GOAL :: Write what comes next in the piece on ChipX's digital-to-analog converter library, starting after its final sentence.

* START GIVEN TEXT *

The most vital step in creating a mixed-signal presence is the IP libraries. If you are building every analog function as a special product from transistors, you are not going to get far. And ChipX is indeed focusing energy on building a solid library. The most recent example of this effort is a family of digital-to-analog converters. The IP blocks offer an interesting view into how a company with a structured ASIC heritage goes analog.

According to vice president of marketing Elie Massabki, the design team early on settled on a pipelined DAC architecture. The pipelined approach is fashionable for mid-performance converters these days. But it is also, Massabki points out, very scalable. If you want to change precision, sample rate, power, or other parameters, you can reconfigure the stages, add or remove stages, or otherwise make simple changes that can be managed through metal-mask configuration—familiar ground to this design team. The mask configurations take "a couple of weeks" according to Massabki. "We ended up with a combination of metal-mask and register configuration," Massabki says. "Changes in topology require changing a metal mask. Tweaks to parameters can be done by loading a register."

Among the parameters that the design team emphasized in their design was power consumption. The converters are designed from the beginning to offer a variety of power-saving and power-down modes, to adapt to customers’ use profiles. Thus ChipX’s strategy is to do a small number of base IP blocks, and rely on a combination of metal-mask options and software-controlled registers to configure the block to a particular mixed-signal application.

* END GIVEN TEXT *
* START DATASET EXCERPTS *

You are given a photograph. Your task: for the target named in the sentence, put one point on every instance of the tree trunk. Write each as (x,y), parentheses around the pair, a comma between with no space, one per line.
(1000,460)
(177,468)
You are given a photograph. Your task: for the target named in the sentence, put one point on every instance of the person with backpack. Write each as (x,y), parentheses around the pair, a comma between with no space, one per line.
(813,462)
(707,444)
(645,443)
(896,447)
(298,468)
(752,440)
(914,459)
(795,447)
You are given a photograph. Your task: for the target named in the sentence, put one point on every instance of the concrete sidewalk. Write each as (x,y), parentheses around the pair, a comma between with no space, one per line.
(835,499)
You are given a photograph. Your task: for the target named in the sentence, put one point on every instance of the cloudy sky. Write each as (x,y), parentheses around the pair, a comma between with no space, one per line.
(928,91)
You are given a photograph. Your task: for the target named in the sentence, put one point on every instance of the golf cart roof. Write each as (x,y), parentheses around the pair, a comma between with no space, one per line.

* END DATASET EXCERPTS *

RESPONSE TO THIS EXERCISE ::
There are no announcements yet, but expect to see this concept extended to analog-to-digital converters soon. It should be fascinating to see how the underlying notion of a metal-mask-configurable topology works out in the world of ADCs, where architectures vary so much over the precision/performance range.

It’s always interesting to have another serious option for mixed-signal ASICs, particularly at a time when AMIS’s acquisition by ON Semi raises questions about an important player. But when the vendor has a background in quick turn-around and relatively low-volume orders, and when it imports a technology built around metal-mask configurability, that adds to the interest.

Posted by Ron Wilson on June 30, 2008 | Comments (2)

July 30, 2008
In response to: ChipX ventures further into mixed-signal ASICs
give_it_up_Elie commented:

Masabki is running out of ideas. Time for ChipX to go under.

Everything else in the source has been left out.